#### SUPPLIED MATERIAL

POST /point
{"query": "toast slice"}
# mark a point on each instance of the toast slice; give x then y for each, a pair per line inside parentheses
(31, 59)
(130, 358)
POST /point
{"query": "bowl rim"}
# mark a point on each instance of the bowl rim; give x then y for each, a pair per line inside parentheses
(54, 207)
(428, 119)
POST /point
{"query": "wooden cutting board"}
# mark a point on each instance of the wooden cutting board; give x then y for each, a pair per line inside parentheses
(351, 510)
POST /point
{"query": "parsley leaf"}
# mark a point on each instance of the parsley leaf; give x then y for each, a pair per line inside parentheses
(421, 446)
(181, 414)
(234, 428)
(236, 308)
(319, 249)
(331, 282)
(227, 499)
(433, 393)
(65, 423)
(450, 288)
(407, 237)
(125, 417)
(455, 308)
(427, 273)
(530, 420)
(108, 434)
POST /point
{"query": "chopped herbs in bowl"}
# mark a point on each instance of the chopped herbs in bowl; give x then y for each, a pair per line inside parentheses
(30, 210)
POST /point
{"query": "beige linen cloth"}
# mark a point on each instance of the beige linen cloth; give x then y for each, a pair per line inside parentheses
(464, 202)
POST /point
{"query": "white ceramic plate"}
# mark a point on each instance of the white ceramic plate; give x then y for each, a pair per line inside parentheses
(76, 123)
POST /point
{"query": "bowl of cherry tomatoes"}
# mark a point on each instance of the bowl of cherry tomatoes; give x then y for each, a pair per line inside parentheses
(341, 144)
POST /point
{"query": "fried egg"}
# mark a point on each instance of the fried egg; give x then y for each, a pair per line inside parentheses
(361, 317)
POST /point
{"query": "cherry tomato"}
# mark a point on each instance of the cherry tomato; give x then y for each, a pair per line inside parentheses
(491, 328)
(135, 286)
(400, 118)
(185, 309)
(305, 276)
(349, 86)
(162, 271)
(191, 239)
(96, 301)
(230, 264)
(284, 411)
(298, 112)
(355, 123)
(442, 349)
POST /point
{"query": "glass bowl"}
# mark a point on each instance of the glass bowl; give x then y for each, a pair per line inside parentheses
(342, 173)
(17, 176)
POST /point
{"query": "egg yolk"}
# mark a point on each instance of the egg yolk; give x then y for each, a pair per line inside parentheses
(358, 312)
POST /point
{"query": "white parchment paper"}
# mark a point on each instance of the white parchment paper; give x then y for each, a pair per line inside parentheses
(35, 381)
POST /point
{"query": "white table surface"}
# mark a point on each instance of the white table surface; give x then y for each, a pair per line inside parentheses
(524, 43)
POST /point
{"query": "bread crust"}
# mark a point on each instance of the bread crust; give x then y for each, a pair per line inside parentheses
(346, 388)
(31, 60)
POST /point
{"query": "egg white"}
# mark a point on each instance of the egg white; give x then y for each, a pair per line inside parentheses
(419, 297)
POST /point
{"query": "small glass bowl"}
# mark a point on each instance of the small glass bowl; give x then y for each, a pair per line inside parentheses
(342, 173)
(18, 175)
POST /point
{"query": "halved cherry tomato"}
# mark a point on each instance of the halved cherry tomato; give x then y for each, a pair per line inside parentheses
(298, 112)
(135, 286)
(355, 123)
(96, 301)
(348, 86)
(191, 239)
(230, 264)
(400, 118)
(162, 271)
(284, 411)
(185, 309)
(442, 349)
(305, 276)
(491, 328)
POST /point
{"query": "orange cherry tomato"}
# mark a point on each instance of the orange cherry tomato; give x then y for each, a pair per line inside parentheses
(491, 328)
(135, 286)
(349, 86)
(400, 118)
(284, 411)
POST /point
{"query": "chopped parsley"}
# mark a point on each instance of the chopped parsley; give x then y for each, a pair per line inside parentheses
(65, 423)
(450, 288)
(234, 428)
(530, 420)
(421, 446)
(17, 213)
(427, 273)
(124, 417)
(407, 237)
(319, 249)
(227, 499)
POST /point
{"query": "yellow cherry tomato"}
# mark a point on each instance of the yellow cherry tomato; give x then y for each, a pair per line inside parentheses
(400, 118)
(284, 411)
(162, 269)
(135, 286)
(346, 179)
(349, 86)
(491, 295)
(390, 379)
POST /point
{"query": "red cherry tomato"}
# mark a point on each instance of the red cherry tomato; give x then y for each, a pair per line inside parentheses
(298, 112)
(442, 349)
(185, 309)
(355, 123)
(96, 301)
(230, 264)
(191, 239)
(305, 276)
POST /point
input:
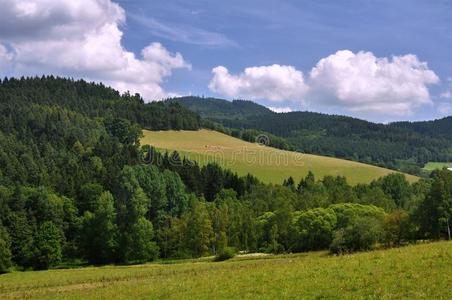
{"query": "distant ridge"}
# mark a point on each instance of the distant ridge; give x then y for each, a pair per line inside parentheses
(405, 146)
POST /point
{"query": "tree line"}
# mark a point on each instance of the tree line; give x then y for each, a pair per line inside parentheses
(77, 187)
(404, 146)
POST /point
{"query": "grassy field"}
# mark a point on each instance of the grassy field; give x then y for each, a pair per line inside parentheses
(436, 165)
(268, 164)
(414, 272)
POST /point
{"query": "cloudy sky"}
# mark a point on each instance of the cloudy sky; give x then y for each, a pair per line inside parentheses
(378, 60)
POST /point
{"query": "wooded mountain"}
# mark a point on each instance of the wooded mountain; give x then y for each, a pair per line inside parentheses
(406, 146)
(77, 187)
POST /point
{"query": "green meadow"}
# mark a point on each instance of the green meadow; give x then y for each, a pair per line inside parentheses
(437, 165)
(268, 164)
(421, 271)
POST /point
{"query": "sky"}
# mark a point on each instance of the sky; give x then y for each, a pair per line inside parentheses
(378, 60)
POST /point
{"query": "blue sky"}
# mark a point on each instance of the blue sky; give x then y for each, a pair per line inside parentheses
(268, 51)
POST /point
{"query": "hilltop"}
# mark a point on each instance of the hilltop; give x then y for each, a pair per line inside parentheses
(405, 146)
(268, 164)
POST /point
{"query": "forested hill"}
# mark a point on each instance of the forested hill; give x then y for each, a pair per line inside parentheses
(219, 109)
(405, 146)
(95, 100)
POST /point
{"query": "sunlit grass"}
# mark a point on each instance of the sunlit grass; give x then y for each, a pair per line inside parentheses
(268, 164)
(413, 272)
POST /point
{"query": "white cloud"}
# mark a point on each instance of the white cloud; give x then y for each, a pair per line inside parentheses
(183, 33)
(445, 109)
(280, 109)
(446, 95)
(357, 82)
(275, 83)
(362, 82)
(82, 39)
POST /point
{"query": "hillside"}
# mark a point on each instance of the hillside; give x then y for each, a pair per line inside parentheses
(413, 272)
(268, 164)
(405, 146)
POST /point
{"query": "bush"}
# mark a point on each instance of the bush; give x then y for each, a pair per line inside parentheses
(5, 253)
(361, 234)
(227, 253)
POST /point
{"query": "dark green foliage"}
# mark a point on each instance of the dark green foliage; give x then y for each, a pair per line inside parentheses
(360, 234)
(5, 251)
(314, 229)
(406, 146)
(435, 212)
(76, 185)
(48, 246)
(225, 254)
(99, 233)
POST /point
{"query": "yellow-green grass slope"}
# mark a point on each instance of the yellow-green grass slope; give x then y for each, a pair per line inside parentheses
(268, 164)
(437, 166)
(413, 272)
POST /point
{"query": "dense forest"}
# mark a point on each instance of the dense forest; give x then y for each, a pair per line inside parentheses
(77, 187)
(404, 146)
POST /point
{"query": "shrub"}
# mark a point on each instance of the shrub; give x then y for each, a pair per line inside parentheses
(5, 253)
(227, 253)
(360, 234)
(314, 229)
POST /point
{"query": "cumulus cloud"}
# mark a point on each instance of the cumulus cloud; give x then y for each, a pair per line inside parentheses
(357, 82)
(446, 95)
(275, 83)
(445, 109)
(280, 109)
(362, 82)
(81, 39)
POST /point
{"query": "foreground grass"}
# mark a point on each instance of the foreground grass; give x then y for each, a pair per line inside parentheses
(437, 165)
(268, 164)
(413, 272)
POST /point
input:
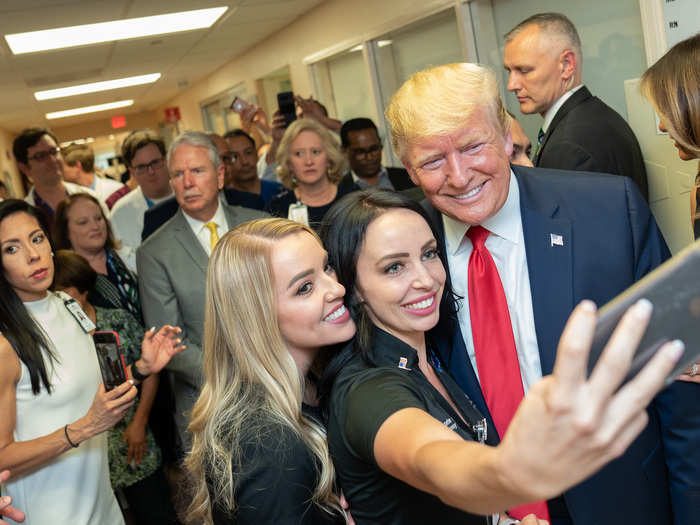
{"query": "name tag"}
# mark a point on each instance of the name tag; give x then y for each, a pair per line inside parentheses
(77, 312)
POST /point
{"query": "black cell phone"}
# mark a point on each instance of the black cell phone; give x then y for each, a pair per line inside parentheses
(674, 290)
(111, 359)
(285, 101)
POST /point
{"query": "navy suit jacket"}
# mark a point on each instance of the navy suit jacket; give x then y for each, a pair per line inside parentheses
(610, 241)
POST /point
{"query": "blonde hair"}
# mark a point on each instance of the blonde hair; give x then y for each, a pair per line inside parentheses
(248, 371)
(672, 85)
(336, 159)
(440, 100)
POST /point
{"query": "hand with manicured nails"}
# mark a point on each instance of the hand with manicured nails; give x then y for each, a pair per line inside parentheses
(6, 510)
(584, 421)
(157, 348)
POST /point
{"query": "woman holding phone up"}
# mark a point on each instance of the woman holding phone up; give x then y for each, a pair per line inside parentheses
(56, 409)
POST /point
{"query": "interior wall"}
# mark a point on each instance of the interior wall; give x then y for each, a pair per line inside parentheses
(325, 26)
(100, 127)
(9, 172)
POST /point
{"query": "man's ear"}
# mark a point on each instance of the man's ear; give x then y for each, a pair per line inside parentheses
(567, 61)
(24, 168)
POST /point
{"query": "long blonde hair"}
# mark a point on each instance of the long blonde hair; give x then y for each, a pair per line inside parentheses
(335, 158)
(247, 371)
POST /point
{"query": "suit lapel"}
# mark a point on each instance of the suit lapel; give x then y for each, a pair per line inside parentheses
(548, 248)
(448, 335)
(189, 242)
(574, 100)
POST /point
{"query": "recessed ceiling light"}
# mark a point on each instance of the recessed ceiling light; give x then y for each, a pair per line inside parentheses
(82, 35)
(89, 109)
(96, 86)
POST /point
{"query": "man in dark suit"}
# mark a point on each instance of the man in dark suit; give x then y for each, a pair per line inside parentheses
(579, 132)
(172, 263)
(363, 147)
(555, 238)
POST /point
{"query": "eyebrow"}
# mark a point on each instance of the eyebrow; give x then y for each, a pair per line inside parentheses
(298, 276)
(16, 239)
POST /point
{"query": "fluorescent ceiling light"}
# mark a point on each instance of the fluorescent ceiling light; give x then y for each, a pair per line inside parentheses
(82, 35)
(89, 109)
(96, 86)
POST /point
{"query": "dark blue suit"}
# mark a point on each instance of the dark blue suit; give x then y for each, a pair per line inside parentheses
(610, 240)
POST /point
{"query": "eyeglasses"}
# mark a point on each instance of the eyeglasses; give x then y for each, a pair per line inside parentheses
(369, 152)
(155, 164)
(229, 158)
(43, 155)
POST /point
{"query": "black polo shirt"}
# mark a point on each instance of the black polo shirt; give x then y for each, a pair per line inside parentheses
(362, 398)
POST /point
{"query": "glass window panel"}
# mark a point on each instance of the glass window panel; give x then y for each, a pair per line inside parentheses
(350, 86)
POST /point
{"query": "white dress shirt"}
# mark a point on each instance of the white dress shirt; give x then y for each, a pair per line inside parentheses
(203, 233)
(551, 112)
(507, 247)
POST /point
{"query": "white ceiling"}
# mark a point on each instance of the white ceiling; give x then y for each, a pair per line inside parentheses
(182, 58)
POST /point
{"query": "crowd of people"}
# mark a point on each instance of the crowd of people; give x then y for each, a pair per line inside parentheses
(319, 338)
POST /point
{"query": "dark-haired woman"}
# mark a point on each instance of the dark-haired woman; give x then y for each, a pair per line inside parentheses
(80, 225)
(55, 409)
(405, 440)
(134, 456)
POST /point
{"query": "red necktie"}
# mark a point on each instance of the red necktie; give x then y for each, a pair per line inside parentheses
(494, 346)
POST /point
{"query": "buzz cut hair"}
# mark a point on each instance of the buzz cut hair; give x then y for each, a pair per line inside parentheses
(554, 25)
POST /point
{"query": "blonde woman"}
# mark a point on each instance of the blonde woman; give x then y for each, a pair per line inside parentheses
(672, 85)
(259, 453)
(310, 165)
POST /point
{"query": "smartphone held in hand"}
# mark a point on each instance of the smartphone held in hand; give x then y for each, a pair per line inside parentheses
(674, 291)
(111, 359)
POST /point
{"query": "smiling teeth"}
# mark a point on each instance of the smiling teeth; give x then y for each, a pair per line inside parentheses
(422, 305)
(334, 315)
(471, 193)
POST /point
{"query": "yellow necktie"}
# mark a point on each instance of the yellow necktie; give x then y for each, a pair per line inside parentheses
(213, 236)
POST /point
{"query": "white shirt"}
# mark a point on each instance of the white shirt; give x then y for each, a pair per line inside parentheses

#### TASK TO CARRY OUT
Display every line above that contains the word "meadow", copying each one in full. Case counts, so match capital and lowercase letters exactly.

#### SOLUTION
{"query": "green meadow"}
# mark a point on each instance of the green meadow; give x then y for each, a pair per line inside parentheses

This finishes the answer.